## Stated task
Lay out every line of the material below as a numbered list, skipping blank lines and leaving the pictures out.

## Records shown
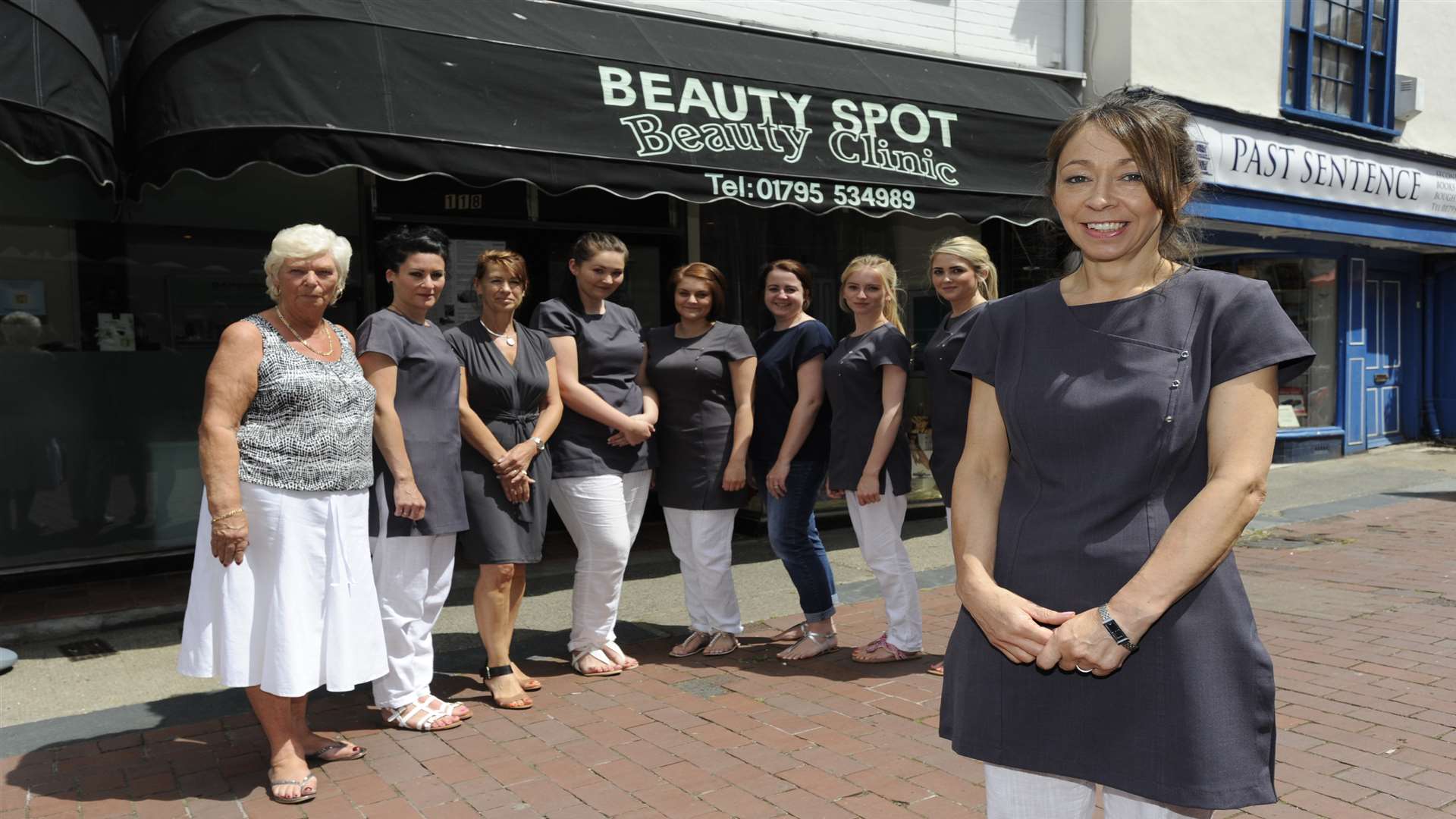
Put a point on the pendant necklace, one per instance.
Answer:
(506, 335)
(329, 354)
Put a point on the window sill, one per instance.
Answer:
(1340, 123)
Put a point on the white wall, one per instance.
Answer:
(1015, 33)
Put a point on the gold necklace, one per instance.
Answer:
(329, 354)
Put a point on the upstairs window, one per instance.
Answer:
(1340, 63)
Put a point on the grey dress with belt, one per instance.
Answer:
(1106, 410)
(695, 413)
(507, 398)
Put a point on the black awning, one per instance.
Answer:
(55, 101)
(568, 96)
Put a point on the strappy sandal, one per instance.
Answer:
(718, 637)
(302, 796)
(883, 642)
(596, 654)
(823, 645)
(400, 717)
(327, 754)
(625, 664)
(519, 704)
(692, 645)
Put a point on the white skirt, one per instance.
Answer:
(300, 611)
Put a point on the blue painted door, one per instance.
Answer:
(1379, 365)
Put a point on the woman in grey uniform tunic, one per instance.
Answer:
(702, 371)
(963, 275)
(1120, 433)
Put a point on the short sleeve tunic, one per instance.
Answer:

## Solution for this exercise
1. Put a point on the pendant necklace, one per instance.
2. Answer:
3. (506, 335)
4. (329, 354)
5. Put a point on the window sill, one per instance.
6. Answer:
7. (1340, 123)
8. Put a point on the white wall, one per instance.
9. Answer:
10. (1015, 33)
11. Put a point on the gold necklace, one per instance.
12. Answer:
13. (329, 354)
14. Put a point on the upstairs window, one per instance.
15. Answer:
16. (1340, 63)
17. Put a point on the grey dress with belt, one per instance.
18. Answer:
19. (1106, 410)
20. (695, 413)
21. (507, 398)
22. Put a point on the black awning, one per instance.
23. Answer:
24. (55, 101)
25. (568, 96)
26. Put a point on the strappy sandal, one per instance.
27. Answer:
28. (718, 637)
29. (302, 796)
30. (883, 642)
31. (596, 654)
32. (823, 645)
33. (400, 717)
34. (327, 754)
35. (625, 664)
36. (519, 704)
37. (692, 645)
38. Put a point on the white skirt, one per instance.
39. Answer:
40. (300, 611)
41. Put a point on the blue painted door, one per instance.
42. Answer:
43. (1379, 365)
44. Put a point on the woman in grey uniform tunic, one per instance.
45. Answer:
46. (702, 371)
47. (963, 275)
48. (1120, 433)
49. Put a point on the short sleeve tunic, one per instance.
50. Answer:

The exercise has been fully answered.